Instruction: All records below must be retyped exactly.

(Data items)
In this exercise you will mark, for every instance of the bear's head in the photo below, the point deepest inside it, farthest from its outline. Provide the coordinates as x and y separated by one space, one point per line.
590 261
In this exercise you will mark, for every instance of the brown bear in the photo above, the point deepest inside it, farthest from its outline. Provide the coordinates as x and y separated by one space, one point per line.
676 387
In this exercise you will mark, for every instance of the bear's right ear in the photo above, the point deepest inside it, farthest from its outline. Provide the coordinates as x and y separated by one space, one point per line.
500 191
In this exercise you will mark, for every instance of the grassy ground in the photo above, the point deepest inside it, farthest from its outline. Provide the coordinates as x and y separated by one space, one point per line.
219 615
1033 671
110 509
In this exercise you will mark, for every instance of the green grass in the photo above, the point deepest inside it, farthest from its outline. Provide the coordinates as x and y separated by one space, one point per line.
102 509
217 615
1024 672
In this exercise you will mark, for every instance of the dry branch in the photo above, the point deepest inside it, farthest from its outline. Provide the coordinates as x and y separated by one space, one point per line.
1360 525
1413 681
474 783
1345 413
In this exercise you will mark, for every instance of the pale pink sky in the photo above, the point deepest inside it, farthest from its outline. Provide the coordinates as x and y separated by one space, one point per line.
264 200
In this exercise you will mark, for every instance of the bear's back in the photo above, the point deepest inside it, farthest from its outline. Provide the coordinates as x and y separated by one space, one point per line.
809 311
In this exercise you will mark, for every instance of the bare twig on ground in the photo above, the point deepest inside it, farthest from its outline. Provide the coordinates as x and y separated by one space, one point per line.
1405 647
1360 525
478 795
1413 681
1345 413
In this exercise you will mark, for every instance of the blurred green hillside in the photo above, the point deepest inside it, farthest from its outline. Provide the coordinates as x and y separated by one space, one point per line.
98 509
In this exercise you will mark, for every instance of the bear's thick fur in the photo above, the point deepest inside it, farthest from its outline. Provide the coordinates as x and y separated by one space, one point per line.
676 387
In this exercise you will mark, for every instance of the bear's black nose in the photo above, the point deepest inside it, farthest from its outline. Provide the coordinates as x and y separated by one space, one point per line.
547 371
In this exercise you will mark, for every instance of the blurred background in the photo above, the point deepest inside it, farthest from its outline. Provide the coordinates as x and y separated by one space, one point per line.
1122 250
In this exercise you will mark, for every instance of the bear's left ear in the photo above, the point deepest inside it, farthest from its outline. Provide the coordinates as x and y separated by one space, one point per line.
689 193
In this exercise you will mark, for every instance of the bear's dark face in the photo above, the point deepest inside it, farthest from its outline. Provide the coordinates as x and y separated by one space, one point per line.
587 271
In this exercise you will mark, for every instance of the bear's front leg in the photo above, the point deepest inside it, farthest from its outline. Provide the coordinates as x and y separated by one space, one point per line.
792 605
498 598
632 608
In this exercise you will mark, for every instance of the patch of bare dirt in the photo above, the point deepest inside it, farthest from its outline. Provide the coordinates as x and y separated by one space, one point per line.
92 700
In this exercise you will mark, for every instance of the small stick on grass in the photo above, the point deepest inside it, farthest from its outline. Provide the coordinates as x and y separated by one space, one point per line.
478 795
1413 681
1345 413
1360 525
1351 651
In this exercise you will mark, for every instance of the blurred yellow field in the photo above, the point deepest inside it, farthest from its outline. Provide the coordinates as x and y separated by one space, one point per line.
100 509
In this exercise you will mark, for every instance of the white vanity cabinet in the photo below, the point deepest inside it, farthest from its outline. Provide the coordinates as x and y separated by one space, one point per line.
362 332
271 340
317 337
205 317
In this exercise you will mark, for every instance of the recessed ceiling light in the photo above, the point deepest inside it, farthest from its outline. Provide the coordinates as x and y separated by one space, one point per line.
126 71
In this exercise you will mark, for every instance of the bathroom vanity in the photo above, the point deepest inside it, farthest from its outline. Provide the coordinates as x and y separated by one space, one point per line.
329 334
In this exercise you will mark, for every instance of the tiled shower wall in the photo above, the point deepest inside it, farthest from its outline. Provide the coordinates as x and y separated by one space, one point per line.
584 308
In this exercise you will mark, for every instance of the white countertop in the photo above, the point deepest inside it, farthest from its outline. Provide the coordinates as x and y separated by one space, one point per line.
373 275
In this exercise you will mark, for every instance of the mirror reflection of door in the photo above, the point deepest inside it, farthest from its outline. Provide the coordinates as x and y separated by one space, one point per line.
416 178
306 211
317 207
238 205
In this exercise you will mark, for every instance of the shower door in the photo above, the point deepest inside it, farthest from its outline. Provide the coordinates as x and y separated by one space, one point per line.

Result of this task:
In this exercise you will mark, for every instance of the bear's head in the photo below, the point deepest inside it, farthest from its outline. Provide the coordinates as x and y separated by one space, one point per line.
590 261
In this exercise you will mark, for every instance of the brown bear in the photo above, the point deepest inside it, farthest from its outline. Provide the coordinates as x and y separated by one space, one point per line.
676 387
In this exercise you will mark, for every instance of the bear's right ear in the photo above, the point deepest inside it, farthest from its outline. Provide the coordinates as x and y separated by one space, one point per line.
500 191
In this exercise you will mark, for every instance of the grassy ground in the photo above, the point deepest inside it, farthest from its outline. Provide the coordinates as x and y separated by one space, one point per line.
219 615
1033 671
110 509
In this exercise you will mark, for every instance of the green grass in the photo above, the point deepest inside it, farthest from its outline. Provide the coordinates as x and y separated by one space, one point per line.
102 509
217 615
1024 672
In this exercise you will mark, for every instance of the dry branch in the photo above, the point deepest inside it, farthest from its outline. Provide the coordinates as x and y separated by one space, one point per line.
1360 525
1413 681
474 783
1345 413
In this exercise you will mark, for every instance of the pale pink sky in the photo above, the point deepest inside it, farthest from its outline. Provide the coordinates as x and y separated by one space, one point per line.
264 200
In this exercise you will mark, for every instance of the bear's back in the photo above, the point deepest inside it, farthest from its outline. Provide the coordinates as x and y separated by one space, one point per line.
809 311
In this exercise you will mark, for every instance of the bare twig on ground in the photo above, the point deepest inside it, farthest from its outline. Provide the coordinates as x and y separated by one space, one point per line.
1405 647
1360 525
478 795
1413 681
1345 413
In this exercise you will mark, for every instance of the blurred green hillside in the photo above, the point deepest inside it, farthest from its outline. Provide the coordinates as x and y separated by one space, one point per line.
98 509
In this exercise you will mark, for every instance of the bear's thick fur in the photo above, the point deepest inside it, farthest from its outline. Provide the coordinates as x and y separated by one space, one point per line.
676 387
In this exercise you will mark, for every instance of the bear's black nose in the photo above, the point deepest inside it, farthest from its outline. Provide the coordinates as x and y separated by one space, one point per line.
547 371
In this exercise you will mark, for every instance of the blurred background in the photo above, the point deepest inside it, farthest from its outline. Provide the coordinates as x and y separated by one space, one point per line.
1122 250
In this exercise you will mark, for every instance of the bear's left ear in the photo above, the point deepest inside it, farthest from its outline. Provide the coordinates as x and y separated by one space, one point per line.
689 193
In this exercise you will mark, for every instance of the bear's dark face in the photo above, the point deepest inside it, farthest from its outline. Provide the coordinates as x and y separated by one space, one point per line.
587 271
In this exercise you will mark, for every instance of the bear's front leg in the photo above, the point deepest inside it, farthest from its outline. Provide the coordinates as x and y separated by one space, one point per line.
792 605
498 598
632 608
In this exercise you will mark, for every instance of the patch of bare dirt in the photo above, the point deepest inside it, farthest from its outline. Provide the coordinates as x and y separated by one space, one point per line.
92 700
In this exercise you will mark, for every instance of the small stick on grass in the photo above, the point deepest inside it, farthest from its outline. Provide the coordinates as x and y separated by one space, one point per line.
478 795
1413 681
1345 413
1360 525
1351 651
In this exercise you will mark, for every instance of the blurred yellow field in the photo above, the point deepest inside it, farthest from its outline. Provide the coordinates as x and y separated by one space, one point per line.
100 509
In this exercise you will mark, for every instance of the white vanity cabinet in the photo below, the point deepest inside it, farthest from its outline. Provide the coordinates as x and y separated by one space, one point per line.
362 332
271 340
317 337
205 317
In this exercise you will mark, for every instance of the recessed ceiling light in the photo above, the point deepest inside it, farthest from its outline. Provide the coordinates as x and y separated by one space, one point per line.
126 71
In this exercise you will mark, for every instance of the bathroom vanity in the photo above, the point deepest inside it, farthest from its outline. Provide the coordinates as x and y separated by one space, one point per line.
329 334
In this exercise you will mark, for every instance of the tiled shower wall in the photo above, the point deepest inside it, farthest from its outline. Provide the coordinates as x and y separated by one space, one point per line.
584 308
In this exercise you will mark, for every instance of the white countertop in the photo above, the point deepest inside it, farthest from its outline. Provide the coordinates as x and y separated by one space, one point per line.
373 275
In this exercise you will mark, for every instance of the mirror reflection of door in the photo above, the point deepest inside it, farthest from its outline. Provide the coordinates as x and y separated by one space, one point per line.
416 178
306 211
317 207
238 205
In this exercise you will mark, for every instance of the shower door in the photo above, the point deepest inside it, farthest from its outline. Provide the coordinates as x and y separated by one space, one point per line.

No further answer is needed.